## WHAT YOU NEED TO DO
Write exactly, with no line omitted or added, the span beginning at the line that holds "Q: Locate the excavator boom" and ending at the last line of the records.

## DATA FOR REVIEW

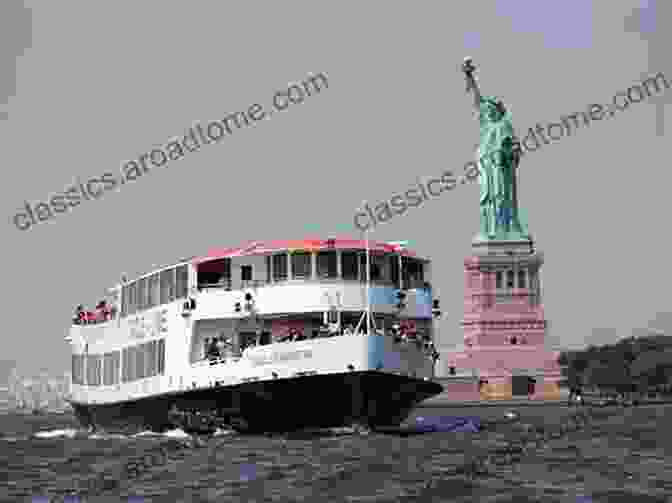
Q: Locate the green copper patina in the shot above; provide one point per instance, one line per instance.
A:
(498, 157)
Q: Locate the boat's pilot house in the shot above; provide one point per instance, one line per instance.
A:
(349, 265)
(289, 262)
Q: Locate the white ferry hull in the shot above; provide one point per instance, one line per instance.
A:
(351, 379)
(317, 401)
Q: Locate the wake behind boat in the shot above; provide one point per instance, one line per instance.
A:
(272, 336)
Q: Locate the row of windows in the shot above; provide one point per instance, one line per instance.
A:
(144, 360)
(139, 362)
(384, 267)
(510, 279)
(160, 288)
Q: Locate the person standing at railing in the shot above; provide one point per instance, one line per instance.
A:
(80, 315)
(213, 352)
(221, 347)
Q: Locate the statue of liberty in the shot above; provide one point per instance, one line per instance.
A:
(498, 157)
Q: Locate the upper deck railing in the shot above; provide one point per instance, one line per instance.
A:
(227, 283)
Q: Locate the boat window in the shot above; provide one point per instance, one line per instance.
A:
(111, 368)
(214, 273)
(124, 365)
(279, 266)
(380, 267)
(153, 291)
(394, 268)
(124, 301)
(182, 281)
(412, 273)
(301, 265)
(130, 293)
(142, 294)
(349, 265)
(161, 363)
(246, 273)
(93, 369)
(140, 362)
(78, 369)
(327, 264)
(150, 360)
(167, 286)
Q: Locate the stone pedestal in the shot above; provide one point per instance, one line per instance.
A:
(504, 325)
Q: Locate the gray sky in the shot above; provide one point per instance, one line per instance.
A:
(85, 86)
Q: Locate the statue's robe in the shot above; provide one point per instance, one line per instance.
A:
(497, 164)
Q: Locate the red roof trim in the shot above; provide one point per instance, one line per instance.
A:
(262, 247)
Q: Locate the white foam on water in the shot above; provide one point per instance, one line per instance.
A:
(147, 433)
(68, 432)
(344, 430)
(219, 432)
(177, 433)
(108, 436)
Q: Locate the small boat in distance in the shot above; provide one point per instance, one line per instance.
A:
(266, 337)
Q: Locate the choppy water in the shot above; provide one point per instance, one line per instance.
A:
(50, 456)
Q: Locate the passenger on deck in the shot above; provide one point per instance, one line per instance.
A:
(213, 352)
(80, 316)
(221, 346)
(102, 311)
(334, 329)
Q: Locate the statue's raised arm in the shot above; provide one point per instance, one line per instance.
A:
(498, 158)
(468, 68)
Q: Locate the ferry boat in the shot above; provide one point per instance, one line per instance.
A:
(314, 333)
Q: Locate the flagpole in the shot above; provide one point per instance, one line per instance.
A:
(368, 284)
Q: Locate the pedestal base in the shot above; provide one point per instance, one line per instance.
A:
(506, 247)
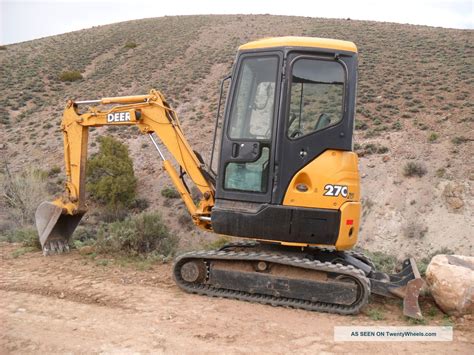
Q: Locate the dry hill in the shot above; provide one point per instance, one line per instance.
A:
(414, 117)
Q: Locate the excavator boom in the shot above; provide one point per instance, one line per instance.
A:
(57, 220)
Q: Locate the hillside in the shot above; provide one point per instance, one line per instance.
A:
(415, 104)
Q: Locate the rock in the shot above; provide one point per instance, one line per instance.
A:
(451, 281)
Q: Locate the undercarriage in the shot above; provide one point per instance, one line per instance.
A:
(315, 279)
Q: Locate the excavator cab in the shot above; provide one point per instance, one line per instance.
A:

## ANSWER BELOW
Q: Locate the excavator boom in the shot above; provide one point per instance, one line per instance.
A:
(57, 220)
Q: Locate the hillside in the shot above; provide one point per instance, one line per instance.
A:
(415, 104)
Q: Locate the rock in the shot above; provide one point per instance, one line per instance.
A:
(451, 281)
Q: Locate the undercarriage in the shot above; provide one point per instance, one line per instance.
A:
(315, 279)
Q: Locate the excavator cab in the shot above; provide one point per instance, one line per instance.
A:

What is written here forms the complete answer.